## Record set
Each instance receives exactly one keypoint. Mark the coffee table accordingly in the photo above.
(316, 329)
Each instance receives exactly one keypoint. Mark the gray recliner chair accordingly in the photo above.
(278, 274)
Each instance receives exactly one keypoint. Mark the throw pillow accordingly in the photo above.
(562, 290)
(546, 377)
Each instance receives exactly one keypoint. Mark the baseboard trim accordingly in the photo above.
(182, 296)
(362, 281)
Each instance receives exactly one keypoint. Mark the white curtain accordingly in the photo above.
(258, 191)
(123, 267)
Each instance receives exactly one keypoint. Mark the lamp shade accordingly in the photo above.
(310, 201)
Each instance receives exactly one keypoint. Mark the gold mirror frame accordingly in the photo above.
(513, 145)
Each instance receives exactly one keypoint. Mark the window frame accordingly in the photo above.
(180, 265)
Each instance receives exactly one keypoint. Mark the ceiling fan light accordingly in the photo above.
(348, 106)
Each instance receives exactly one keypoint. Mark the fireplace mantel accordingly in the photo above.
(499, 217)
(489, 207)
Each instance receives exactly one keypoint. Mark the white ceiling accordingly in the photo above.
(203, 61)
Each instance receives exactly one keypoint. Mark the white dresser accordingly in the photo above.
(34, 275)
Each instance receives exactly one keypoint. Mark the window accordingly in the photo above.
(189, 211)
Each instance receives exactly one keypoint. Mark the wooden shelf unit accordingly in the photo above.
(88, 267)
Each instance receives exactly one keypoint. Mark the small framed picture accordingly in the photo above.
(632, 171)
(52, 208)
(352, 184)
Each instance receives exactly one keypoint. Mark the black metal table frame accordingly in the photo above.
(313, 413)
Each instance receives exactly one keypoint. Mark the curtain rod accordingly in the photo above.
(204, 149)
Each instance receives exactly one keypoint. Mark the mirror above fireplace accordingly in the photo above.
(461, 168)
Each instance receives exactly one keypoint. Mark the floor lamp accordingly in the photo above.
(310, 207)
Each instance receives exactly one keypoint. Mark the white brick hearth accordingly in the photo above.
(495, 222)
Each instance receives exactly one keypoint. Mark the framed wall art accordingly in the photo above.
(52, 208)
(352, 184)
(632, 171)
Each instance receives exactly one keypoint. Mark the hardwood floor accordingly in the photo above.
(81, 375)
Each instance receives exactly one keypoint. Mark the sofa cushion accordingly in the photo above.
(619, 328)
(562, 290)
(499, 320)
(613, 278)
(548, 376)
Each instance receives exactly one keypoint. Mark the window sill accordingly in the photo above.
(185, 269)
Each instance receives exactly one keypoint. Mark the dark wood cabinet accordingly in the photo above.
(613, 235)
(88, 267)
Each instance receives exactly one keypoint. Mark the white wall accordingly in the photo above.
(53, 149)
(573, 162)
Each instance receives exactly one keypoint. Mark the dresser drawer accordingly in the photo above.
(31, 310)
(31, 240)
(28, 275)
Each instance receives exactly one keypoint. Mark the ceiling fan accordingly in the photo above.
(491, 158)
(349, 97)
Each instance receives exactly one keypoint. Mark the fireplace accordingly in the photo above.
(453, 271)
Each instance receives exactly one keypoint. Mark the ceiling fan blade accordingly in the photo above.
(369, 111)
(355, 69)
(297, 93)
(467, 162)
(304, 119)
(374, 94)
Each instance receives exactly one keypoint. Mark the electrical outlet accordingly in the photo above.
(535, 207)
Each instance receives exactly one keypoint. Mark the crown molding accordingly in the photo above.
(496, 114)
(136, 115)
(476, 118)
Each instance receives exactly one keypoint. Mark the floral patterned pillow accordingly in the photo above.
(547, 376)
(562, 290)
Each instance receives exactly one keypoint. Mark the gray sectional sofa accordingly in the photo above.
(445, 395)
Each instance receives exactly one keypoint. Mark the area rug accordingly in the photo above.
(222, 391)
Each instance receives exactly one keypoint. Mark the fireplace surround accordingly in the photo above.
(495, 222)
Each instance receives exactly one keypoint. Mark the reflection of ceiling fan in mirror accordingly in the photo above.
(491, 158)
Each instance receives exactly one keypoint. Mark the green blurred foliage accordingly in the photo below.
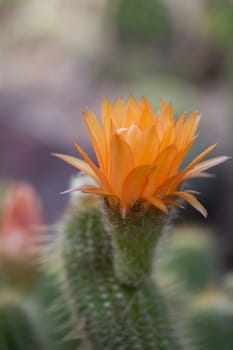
(219, 24)
(142, 21)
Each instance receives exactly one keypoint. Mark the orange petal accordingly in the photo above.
(132, 135)
(190, 127)
(95, 190)
(173, 203)
(78, 163)
(202, 155)
(97, 137)
(146, 147)
(121, 163)
(134, 183)
(102, 180)
(163, 164)
(158, 203)
(188, 197)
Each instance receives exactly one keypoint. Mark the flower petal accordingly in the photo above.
(188, 197)
(197, 170)
(78, 163)
(102, 180)
(158, 203)
(163, 164)
(135, 182)
(121, 163)
(97, 137)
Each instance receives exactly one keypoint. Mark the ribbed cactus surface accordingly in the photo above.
(106, 314)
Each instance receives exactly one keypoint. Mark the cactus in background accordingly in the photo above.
(109, 314)
(189, 275)
(97, 288)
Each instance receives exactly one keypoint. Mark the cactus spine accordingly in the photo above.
(110, 315)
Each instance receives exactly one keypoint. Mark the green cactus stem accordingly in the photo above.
(133, 240)
(106, 313)
(18, 331)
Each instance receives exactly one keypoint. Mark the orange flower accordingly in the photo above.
(139, 153)
(21, 217)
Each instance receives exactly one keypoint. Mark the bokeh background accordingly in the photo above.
(58, 57)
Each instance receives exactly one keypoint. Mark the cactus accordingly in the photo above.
(189, 266)
(18, 329)
(109, 314)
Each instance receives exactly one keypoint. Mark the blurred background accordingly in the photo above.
(58, 57)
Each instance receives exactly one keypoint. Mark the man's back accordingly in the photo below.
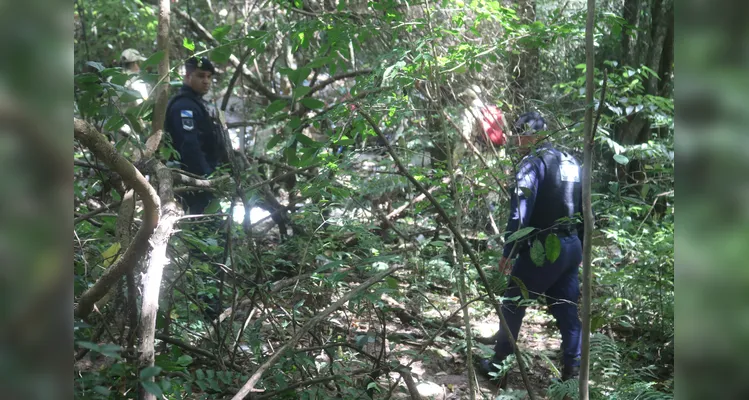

## Aim
Please rewrite the whole listing above, changing every "keypoint" to "marker" and keeping everything else the same. Leave the pictures out.

## Answer in full
Each instance receives exactly one marker. Mark the coffee table accordingly in the photo above.
(316, 329)
Each instance receives exactly one marker. Mark the gray recliner chair accordingly in the photo above.
(278, 274)
Each instance receives exactly one marker. Mark the throw pillow accordingly in the photo above.
(562, 290)
(546, 377)
Each instance receives exactly one marker. Mark the baseboard trim accordingly in the photo above.
(182, 296)
(362, 281)
Each instance receives exactly one marker. Mark the white curtain accordingly in the photo above.
(258, 191)
(123, 267)
Each instance receives exactly one marker. Mark the lamp shade accordingly in the photo above.
(310, 201)
Each instance receives exactly one marker. Mark the gold mirror frame accordingly in the photo above.
(513, 145)
Each instance receives exactly one marker. Mark the window frame accordingly in the photo above.
(180, 265)
Each instance receives exactly one marker. Mark the ceiling fan light accordingly in the photo above.
(348, 106)
Each instance receives exactly one marker. Mark the fireplace mantel accordingly in the photo above.
(499, 217)
(489, 207)
Each instance receives exactly one marker. Mark the white ceiling accordingly in the photo above.
(203, 61)
Each instance receives exactly one marker. Mark the white dresser accordingly in the photo above.
(34, 275)
Each instance receives exactly one marker. Mark the window accordingly in the photo above.
(189, 211)
Each instance receives exactly one marker. Mark the wooden shelf unit accordingly in the photo above.
(88, 267)
Each instance receives exactly one marker. Mark the small framed picture accordingly in the photo above.
(632, 171)
(52, 208)
(352, 184)
Each instance receives exactly one marker. Mark the black metal table frame accordingly in the photo above.
(313, 413)
Each instance receives exactly one marker. Mark the curtain rod accordingly in the photo above.
(204, 149)
Each instance receives exactly one marker. Mark the mirror above fireplace accordingly in the photo above.
(461, 168)
Each instance receives exactly one marker. Mark the floor lamp accordingly in the photo above.
(310, 207)
Each instance receives exactly one marker. Mark the white brick hearth accordingly in the photo above.
(495, 222)
Each instance receives exactly one marker. Mark the framed wall art accordingly in the photo above.
(52, 208)
(352, 184)
(632, 171)
Each instance receives exactly one marker. Mark the hardwood floor accordingly in the photo above.
(81, 375)
Each instance receives exactly one marker. Mark the sofa cushion accordingly in the photo above.
(619, 328)
(562, 290)
(499, 320)
(613, 278)
(548, 376)
Each instance receives exactly one marker. Mark the window sill accordingly in the photo above.
(185, 269)
Each instance receives exactly one marker. Mark the dark wood cabinet accordingly in the photo above.
(613, 235)
(88, 267)
Each instance receives exactly one marker. Mark the white wall accordingly in the photo above.
(53, 149)
(573, 162)
Each instance receives exactly one marker. Mark the dresser drawer accordingly in the photo above.
(31, 310)
(31, 240)
(28, 275)
Each instance receives exactly one marker. Mark the ceiling fan accordingly in the photo above.
(491, 158)
(349, 97)
Each instance receives exactly one marker. Mark the fireplace accordingly in the photo above.
(453, 271)
Each instance receives exactly one marker. Mark the ceiling fan blade accordingly in the photo above.
(369, 111)
(355, 69)
(297, 93)
(467, 162)
(304, 119)
(374, 94)
Each instance receives exactly one marker. Mark the electrical outlet accordingly in the photo above.
(535, 207)
Each instance receives exactly one marker. Mark the crown molding accordingly in the photo above.
(496, 114)
(136, 115)
(476, 118)
Each instance receives exactly one marker. Mark the floral patterned pillow accordingly in the photo above.
(547, 376)
(562, 290)
Each instance receives exactly one marker. Mark the gray sectional sofa accordingly in the photo above.
(445, 395)
Each instance receives exactly one marker. Mark the area rug accordingly in the photo above.
(222, 391)
Each instance receives exactly one marker. Mark the fireplace surround accordingly in the photo above.
(495, 222)
Each instance receives exactly one marker. Mark the reflection of ceiling fan in mirror accordingly in the photo above.
(491, 158)
Each instance receives exactly one marker. Mark the green blurred foliage accordingly in the photo below.
(219, 24)
(142, 21)
Each instance receives exactly one marker. Mark the orange petal accordingly in the photo above.
(132, 135)
(190, 127)
(95, 190)
(173, 203)
(78, 163)
(202, 155)
(97, 137)
(146, 147)
(121, 163)
(134, 183)
(102, 180)
(163, 164)
(158, 203)
(188, 197)
Each instance receives exactly one marker. Mark the flower petal accordingly in the photo above.
(188, 197)
(197, 170)
(78, 163)
(102, 180)
(158, 203)
(163, 164)
(135, 182)
(121, 163)
(97, 137)
Each instance receives exactly one marker. Mark the ribbed cactus surface accordingly in the photo above.
(106, 314)
Each instance receives exactly one marker. Mark the cactus in background accordingly in the photo above.
(109, 314)
(189, 275)
(97, 288)
Each instance receives exactly one marker. Mark the cactus spine accordingly in the photo above.
(110, 315)
Each instance receives exactly one marker. Mark the green cactus stem accordingly in the photo above.
(133, 240)
(106, 313)
(18, 331)
Each instance receives exactly one marker. Mark the orange flower accordingly in the photo above.
(139, 153)
(21, 217)
Each instance receives exactly one marker. Mark the bokeh background accordingly in the photo above.
(58, 57)
Each instance receives exactly one marker. Mark the cactus accordingly in the photo above.
(189, 266)
(18, 329)
(109, 314)
Each instance receives exactly one marker. Mark the blurred background accordingly in the photo above.
(58, 57)
Each instance receives exactly one marker. Mark the man's back accordingly in the photo below.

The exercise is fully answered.